Point annotation records:
────────────────

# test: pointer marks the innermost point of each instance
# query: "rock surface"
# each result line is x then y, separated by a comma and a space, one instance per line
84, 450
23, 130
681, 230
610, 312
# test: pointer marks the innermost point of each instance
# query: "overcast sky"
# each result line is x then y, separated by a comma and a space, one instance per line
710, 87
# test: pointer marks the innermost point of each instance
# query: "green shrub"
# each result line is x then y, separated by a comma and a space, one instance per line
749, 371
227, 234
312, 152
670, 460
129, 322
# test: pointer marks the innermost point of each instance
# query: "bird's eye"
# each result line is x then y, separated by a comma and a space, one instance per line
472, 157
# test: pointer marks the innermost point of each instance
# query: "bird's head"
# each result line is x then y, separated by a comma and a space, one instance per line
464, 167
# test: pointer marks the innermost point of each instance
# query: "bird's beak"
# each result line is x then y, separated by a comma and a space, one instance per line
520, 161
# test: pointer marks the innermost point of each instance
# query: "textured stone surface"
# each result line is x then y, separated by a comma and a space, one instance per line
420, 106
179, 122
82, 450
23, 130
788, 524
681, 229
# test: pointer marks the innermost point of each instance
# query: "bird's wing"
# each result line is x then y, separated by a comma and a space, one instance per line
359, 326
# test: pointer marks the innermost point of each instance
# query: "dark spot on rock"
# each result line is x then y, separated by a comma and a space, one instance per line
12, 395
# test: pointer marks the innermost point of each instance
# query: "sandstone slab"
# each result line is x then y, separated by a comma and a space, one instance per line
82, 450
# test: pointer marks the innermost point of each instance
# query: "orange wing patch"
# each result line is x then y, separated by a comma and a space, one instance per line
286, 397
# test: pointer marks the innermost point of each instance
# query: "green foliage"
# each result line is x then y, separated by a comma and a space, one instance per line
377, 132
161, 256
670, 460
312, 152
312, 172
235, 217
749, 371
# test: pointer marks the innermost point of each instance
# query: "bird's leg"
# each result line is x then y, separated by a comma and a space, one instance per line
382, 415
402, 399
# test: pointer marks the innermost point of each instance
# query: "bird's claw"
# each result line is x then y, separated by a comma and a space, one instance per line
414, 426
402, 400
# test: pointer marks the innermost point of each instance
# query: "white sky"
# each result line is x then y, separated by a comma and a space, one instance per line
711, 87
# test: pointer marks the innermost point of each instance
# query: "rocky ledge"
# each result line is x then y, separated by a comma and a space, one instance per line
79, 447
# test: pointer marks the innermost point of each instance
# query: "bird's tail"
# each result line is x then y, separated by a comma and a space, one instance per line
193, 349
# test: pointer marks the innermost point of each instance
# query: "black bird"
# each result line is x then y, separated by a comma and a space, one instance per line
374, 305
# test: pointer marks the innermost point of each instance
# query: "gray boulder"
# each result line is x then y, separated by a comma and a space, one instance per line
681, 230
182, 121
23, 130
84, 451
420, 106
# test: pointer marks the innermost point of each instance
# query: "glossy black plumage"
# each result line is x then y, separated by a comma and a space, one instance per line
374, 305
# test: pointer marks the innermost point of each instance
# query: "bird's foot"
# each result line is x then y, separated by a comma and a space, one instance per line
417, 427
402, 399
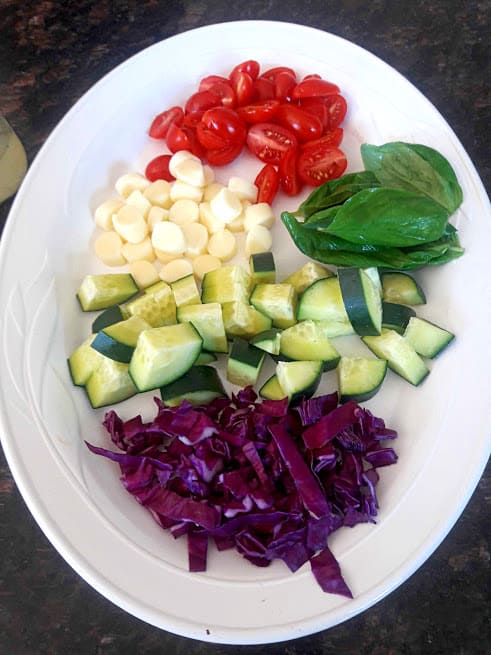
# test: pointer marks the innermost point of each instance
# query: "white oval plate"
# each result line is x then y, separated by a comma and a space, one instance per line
77, 499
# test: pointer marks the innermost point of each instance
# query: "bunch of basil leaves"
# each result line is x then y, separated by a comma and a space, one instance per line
394, 214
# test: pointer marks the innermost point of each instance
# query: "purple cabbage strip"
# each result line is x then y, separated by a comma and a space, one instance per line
271, 481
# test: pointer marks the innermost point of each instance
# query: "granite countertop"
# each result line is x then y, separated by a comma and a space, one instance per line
50, 54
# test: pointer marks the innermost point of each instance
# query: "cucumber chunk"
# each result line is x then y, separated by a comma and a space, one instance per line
271, 389
427, 339
359, 378
400, 355
199, 386
207, 318
263, 268
101, 291
401, 288
163, 354
83, 362
109, 384
322, 301
278, 301
307, 341
299, 379
361, 297
396, 316
244, 363
118, 341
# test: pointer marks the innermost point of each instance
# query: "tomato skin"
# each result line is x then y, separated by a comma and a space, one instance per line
161, 122
158, 169
223, 156
269, 141
319, 163
305, 126
314, 88
268, 183
290, 181
226, 124
251, 67
259, 112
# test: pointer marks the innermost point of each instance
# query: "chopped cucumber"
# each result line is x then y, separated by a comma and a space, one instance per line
278, 301
362, 300
262, 267
109, 384
307, 275
118, 341
199, 386
163, 354
186, 291
83, 362
401, 288
207, 318
427, 339
359, 378
243, 320
307, 341
101, 291
322, 301
244, 363
400, 355
299, 379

────────────────

__Work to complete__
Every record is to be reproduced exactly, with no pictures included.

__Written solution__
# test: pointer marks the innermost point of each instance
# query: "rock surface"
# each result line is x then y, separated by a comma and a space, one instance per line
84, 450
23, 130
681, 230
610, 312
# test: pointer marks the innermost point of each instance
# query: "overcast sky"
# each result line is x then y, separated by a comma and a space, one instance per line
710, 87
# test: pointer marks the innermost point of each instance
# query: "green shrub"
# each result line is x then y, separated by a comma and a space, one instance per line
749, 371
227, 234
312, 152
670, 460
129, 322
# test: pointer marks the innermost point of each instance
# query: "bird's eye"
# each result line is x then y, separated by a comma and a space, one instance per line
472, 157
# test: pointer marks the innermost point of each instance
# query: "bird's head"
# each result line is x then y, separated by a comma and a space, one instance per line
464, 167
# test: pointer marks the innermost point of each instance
# query: "bird's beak"
# each result line is x then y, separated by a comma and a space, one instance per line
520, 161
# test: pointer marks the innermost point of each instance
# query: "textured stone surface"
# each result line is x then y, separated by a comma and a space, one instance per line
420, 106
179, 122
82, 450
23, 130
788, 524
681, 229
# test: pointer marks the innermost point of each instance
# query: "bird's wing"
# each result line is x then y, separated by a comma and a space, one instance per line
359, 326
# test: pointer marks the innermost point of each instance
# query: "dark spot on rock"
# each result line is x then y, separated by a comma and a space, one instance per line
12, 395
# test: pointer marks the innermost point of each instance
# query: "sandstone slab"
# each result line is x then y, separated by a comma and a space, one instance per line
82, 450
# test: pointer marks the innermost point of each instance
# query: "orange wing patch"
# each result line is x then y, separated by a comma and a space, one instance per line
286, 397
# test: pointer marks the innermost point of each instance
# query: "green foliage"
# each result line is x then y, separated by a comma and a space, one instance per line
377, 132
161, 256
670, 460
312, 152
312, 172
235, 217
749, 371
# test: pointer marks the innermost point of each instance
# query: "bird's leg"
# each result line is x then y, separated by a comma and a space, one instance per line
382, 415
402, 399
# test: pointer marks the innermost point of each instance
# query: "bird's claw"
# each result line is x then y, separated by a comma and a space, one instance per line
414, 426
402, 400
# test: pointer marks the innermost point of each instance
# query: "white sky"
# each result line is x then y, separated by a comma and a space, one instance per line
711, 87
# test: pointer marks the innermost point of each instance
# query: "rocky ledge"
# each result line is x then y, separated by a comma and a space, one instance per line
79, 447
# test: pointer marks the innermost point of each instance
# query: "bird's tail"
# each result line is x then y, separated by a comma and a space, one instance per line
193, 349
# test: pointer marks the innermost point of each instance
# query: "black bird"
# each result line is x then y, separated by a comma and a space, one instance per line
374, 305
# test: pointer marks the innermost point of each instance
# query: "gray boulder"
# each result line is x then y, separated by a comma and a space, one instance per line
681, 230
182, 121
23, 130
84, 451
420, 106
# test: pointer marks the innermost point of each instance
# query: "glossy black plumage"
# each result line is x then y, separated by a comma and a space, one instance per line
374, 305
# test: pointer marks the innermost point of each instance
# query: "bird's foot"
# each result line is x then y, separated by a comma and a space, one instance per line
417, 427
402, 399
# test: pointer marks the innermost point of each instance
# query: "white oval plate"
# each result line is x then y, separated by a comma and a space, one instance per line
77, 499
# test: pointer marks the innermost point of each instance
# query: "bunch of basil leaves"
# each result line is x then y, separated by a comma and a space, one instance per line
394, 214
# test: pointer marks the innermost point of each instance
# query: "purple cabbage strip"
# each result line is x then y, separated by a comma and a space, one instance per line
271, 481
# test: pointer marks the innermost point of each instance
# query: "granite countertop"
# each result line is x then y, separated by a comma and a space, one instance per line
50, 54
# test: pointer marks the innermost point of each instance
# query: "cucumber chunk"
# each result line is x then y, separated by a comma and a space, one instance per line
271, 389
427, 339
359, 378
400, 355
199, 386
207, 318
263, 268
101, 291
401, 288
163, 354
83, 362
109, 384
322, 301
278, 301
307, 341
299, 379
361, 297
396, 316
244, 363
118, 341
# test: pointer marks the innermost point of each instance
# query: "tomato skin"
# each result line is x then y, separated by a comma and a space, one instance per line
161, 122
158, 169
223, 156
269, 141
319, 163
305, 126
314, 88
268, 183
290, 181
226, 124
251, 67
259, 112
# test: pointer marks the innermost point of each instance
# query: "chopped cucumber"
# each result line is x then y, separated by a comma and a space, one instance per line
278, 301
362, 300
262, 267
109, 384
307, 275
118, 341
199, 386
163, 354
186, 291
83, 362
401, 288
207, 318
427, 339
359, 378
243, 320
307, 341
101, 291
322, 301
244, 363
400, 355
299, 379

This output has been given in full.